**EXERCISE OBJECTIVE:** Locate the line with "The service SHOULD place a point on the bear's nose, one" in the material. Copy that line and each one after it, through the last, exactly and with nothing else.
══ DATA LISTING ══
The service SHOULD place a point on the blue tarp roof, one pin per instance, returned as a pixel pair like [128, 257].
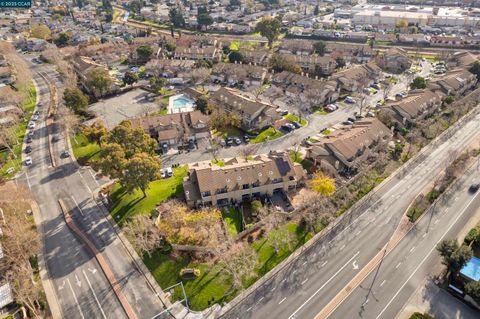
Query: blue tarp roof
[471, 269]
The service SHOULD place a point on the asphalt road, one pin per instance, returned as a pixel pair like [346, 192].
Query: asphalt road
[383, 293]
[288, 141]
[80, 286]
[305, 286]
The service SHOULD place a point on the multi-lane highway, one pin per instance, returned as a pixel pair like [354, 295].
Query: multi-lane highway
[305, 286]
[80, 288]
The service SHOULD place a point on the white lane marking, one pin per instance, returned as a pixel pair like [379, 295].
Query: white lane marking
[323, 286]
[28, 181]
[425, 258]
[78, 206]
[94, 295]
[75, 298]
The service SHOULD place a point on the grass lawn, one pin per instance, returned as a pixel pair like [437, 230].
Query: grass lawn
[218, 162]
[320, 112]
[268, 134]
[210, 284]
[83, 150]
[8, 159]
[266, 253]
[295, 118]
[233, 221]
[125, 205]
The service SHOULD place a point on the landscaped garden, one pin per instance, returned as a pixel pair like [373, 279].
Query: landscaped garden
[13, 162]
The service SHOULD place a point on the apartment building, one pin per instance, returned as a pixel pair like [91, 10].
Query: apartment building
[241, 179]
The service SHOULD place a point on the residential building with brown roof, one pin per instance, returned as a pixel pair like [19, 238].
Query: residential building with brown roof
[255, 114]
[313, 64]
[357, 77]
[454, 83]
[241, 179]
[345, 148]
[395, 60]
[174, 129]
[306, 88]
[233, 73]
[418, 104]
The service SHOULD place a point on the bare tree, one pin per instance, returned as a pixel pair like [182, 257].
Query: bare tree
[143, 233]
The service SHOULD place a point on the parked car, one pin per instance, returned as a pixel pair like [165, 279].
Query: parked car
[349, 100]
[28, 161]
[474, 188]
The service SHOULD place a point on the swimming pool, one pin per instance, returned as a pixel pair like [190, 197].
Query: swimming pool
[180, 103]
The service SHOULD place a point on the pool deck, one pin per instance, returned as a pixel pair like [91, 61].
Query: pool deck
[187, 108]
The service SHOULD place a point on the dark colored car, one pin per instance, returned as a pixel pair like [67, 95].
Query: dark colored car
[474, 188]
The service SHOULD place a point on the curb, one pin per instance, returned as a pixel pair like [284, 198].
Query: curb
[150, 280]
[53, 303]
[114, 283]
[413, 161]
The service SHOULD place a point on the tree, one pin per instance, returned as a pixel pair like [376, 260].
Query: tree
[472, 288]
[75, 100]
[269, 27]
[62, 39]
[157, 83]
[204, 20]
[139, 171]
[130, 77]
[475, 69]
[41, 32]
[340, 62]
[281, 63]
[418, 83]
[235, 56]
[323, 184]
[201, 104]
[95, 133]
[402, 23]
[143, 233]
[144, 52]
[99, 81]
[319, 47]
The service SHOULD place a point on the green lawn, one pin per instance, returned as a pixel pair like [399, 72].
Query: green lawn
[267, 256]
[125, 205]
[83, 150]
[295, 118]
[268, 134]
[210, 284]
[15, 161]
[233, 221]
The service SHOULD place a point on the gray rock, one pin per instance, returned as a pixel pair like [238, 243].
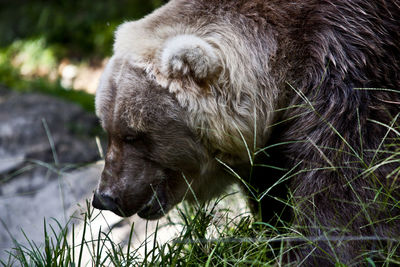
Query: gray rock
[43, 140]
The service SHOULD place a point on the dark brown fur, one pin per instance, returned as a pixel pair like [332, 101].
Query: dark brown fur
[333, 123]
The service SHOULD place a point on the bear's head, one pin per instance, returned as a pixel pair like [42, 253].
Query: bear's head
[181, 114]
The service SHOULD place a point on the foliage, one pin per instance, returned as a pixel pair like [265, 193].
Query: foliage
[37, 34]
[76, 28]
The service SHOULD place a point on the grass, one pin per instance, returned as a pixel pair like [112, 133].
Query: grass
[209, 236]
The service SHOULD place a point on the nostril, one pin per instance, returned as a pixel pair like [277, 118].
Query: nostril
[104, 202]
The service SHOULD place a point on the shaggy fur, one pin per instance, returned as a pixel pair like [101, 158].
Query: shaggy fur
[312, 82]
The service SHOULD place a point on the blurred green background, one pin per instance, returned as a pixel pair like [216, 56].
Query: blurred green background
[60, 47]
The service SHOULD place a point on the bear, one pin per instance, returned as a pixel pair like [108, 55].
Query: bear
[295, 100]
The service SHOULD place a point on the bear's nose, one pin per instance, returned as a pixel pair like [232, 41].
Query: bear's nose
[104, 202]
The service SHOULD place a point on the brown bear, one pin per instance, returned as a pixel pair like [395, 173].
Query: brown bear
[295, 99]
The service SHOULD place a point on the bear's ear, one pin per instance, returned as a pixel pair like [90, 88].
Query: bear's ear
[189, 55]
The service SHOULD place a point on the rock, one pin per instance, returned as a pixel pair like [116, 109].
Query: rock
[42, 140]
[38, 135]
═══
**TASK SOLUTION:**
The service SHOULD place a point on the bear's nose, one pin per instance, returned as a pixel pair like [232, 41].
Query: bear's nose
[104, 202]
The service SHOULD place a point on the brown bear, one pin per instance, returned as a pixel pair like [395, 173].
Query: brown bear
[295, 99]
The service SHOULD place a point on the bear's ear, one pin per instance, returned as a pixel pair like [90, 88].
Query: bear's ear
[189, 55]
The service SHOULD place a point on the rock, one pin per instance, returned as a pixel pair like [116, 109].
Query: rock
[42, 140]
[38, 135]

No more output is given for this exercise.